(Records from a dataset)
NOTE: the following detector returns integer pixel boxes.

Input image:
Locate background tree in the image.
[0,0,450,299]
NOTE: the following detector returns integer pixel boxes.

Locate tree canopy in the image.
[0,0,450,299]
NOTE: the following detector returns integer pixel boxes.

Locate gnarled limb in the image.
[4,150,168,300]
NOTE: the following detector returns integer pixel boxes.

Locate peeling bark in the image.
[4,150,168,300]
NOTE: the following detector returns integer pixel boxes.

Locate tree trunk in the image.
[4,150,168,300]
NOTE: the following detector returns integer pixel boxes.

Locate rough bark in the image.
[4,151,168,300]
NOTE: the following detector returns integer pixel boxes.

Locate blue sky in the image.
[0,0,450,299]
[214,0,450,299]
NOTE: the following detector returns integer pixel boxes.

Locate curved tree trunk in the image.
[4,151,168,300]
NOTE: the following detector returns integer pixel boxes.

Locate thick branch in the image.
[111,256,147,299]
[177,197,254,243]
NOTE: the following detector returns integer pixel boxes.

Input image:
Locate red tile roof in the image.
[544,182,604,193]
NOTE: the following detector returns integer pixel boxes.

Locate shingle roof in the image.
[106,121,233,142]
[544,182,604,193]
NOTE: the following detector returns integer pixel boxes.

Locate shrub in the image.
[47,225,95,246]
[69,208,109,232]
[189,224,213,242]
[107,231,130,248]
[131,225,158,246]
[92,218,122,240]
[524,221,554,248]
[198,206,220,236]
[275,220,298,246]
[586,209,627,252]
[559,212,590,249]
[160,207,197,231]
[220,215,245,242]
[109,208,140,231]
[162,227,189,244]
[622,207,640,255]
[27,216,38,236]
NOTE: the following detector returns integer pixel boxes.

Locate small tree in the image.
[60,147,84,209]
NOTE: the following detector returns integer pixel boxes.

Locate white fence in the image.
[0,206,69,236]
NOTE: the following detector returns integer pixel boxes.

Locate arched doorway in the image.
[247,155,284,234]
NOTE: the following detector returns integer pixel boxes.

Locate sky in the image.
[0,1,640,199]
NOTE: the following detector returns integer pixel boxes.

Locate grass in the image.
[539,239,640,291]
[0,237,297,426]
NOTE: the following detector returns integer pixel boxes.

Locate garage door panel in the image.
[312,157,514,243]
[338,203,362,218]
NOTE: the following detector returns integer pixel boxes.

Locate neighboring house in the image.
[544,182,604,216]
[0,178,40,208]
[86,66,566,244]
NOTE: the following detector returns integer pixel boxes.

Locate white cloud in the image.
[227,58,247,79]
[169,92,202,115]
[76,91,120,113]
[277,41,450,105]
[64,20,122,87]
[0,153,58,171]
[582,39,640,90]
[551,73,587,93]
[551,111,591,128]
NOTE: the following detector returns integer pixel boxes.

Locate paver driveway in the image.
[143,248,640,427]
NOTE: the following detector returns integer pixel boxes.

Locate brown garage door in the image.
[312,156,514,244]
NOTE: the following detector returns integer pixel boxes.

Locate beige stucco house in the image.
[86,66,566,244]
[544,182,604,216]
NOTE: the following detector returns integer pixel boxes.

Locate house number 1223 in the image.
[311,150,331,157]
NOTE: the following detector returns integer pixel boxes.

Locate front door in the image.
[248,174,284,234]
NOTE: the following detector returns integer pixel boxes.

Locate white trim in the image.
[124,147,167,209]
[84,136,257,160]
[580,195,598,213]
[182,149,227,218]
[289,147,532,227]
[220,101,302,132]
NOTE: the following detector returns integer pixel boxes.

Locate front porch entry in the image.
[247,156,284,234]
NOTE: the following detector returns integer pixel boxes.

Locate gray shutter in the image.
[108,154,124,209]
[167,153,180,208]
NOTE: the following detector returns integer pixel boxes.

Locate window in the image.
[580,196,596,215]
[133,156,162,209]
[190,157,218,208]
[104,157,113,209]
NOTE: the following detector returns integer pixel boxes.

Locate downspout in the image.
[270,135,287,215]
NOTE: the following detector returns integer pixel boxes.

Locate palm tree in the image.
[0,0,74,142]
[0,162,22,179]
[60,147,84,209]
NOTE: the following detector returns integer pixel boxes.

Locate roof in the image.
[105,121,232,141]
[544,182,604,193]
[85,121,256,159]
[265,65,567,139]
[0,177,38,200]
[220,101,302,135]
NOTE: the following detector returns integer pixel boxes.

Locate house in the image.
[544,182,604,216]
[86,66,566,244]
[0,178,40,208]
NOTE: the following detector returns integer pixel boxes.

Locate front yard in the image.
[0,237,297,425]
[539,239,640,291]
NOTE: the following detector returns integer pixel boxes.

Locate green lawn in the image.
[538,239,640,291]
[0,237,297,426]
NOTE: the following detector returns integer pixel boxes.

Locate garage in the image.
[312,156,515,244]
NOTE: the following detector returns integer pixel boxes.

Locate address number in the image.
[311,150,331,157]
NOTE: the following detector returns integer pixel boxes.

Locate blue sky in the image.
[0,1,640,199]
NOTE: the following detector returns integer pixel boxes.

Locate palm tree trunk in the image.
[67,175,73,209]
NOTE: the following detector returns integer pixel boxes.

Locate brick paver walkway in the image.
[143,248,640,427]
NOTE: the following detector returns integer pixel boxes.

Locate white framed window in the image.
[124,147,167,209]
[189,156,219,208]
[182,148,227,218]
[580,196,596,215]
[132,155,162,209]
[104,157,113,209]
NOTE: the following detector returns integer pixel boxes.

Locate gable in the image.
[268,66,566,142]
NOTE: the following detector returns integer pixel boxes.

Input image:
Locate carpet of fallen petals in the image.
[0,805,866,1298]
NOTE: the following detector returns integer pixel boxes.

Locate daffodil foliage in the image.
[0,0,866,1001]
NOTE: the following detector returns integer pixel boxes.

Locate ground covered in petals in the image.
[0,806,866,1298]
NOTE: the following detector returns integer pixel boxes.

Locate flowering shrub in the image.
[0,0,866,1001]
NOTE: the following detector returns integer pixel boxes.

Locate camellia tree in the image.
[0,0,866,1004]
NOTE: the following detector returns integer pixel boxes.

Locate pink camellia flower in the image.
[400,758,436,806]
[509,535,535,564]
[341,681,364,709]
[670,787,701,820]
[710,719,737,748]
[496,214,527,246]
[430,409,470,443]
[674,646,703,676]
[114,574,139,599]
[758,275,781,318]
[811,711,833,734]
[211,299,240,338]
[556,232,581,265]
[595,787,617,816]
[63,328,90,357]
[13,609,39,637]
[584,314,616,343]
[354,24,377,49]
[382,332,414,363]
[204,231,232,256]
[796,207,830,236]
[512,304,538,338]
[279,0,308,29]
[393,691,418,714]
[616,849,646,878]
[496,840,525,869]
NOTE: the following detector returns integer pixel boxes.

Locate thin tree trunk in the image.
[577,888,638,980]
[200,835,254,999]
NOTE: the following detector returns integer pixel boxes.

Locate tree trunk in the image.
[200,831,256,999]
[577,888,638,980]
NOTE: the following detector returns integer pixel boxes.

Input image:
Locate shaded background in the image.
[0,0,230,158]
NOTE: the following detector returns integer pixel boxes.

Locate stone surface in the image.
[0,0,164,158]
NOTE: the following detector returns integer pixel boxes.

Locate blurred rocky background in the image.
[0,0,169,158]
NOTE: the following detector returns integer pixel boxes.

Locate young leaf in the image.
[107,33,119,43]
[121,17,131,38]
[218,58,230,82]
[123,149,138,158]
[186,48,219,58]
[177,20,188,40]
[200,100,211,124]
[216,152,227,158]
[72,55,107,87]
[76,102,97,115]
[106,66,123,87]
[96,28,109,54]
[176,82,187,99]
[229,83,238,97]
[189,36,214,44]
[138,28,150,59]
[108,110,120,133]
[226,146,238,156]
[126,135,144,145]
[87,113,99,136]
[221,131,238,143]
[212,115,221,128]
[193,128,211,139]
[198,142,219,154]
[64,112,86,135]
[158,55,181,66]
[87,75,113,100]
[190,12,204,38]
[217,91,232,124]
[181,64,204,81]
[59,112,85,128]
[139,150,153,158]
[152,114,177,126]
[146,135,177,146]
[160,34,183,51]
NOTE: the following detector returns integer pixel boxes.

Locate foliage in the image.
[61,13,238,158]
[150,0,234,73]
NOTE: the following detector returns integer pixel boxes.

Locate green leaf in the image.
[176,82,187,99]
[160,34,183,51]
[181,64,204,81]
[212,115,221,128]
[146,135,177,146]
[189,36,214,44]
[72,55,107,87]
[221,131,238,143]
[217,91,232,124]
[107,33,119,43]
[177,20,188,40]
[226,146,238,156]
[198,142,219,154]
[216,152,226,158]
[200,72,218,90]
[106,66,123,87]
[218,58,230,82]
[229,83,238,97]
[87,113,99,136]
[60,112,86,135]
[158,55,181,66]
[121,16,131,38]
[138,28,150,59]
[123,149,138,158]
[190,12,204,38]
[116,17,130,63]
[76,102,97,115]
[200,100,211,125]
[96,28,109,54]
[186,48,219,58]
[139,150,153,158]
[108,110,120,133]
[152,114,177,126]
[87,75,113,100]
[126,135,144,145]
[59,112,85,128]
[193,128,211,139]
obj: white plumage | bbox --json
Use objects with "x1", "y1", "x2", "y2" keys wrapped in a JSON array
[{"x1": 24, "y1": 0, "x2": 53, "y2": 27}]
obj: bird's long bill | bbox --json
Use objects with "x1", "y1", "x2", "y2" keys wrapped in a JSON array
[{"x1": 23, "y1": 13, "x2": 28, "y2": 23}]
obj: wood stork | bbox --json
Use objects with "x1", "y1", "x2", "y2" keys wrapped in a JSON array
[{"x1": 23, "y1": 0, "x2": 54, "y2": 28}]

What to work on ::
Retype the records from the line containing "obj: bird's long bill | bbox --json" through the end of the records, matching each line exactly.

Task result ::
obj: bird's long bill | bbox --json
Use objects with "x1", "y1", "x2", "y2" keys wrapped in a JSON array
[{"x1": 23, "y1": 13, "x2": 28, "y2": 23}]
obj: wood stork | bbox --json
Use objects with "x1", "y1", "x2", "y2" keys wrapped in a JSON array
[{"x1": 23, "y1": 0, "x2": 54, "y2": 28}]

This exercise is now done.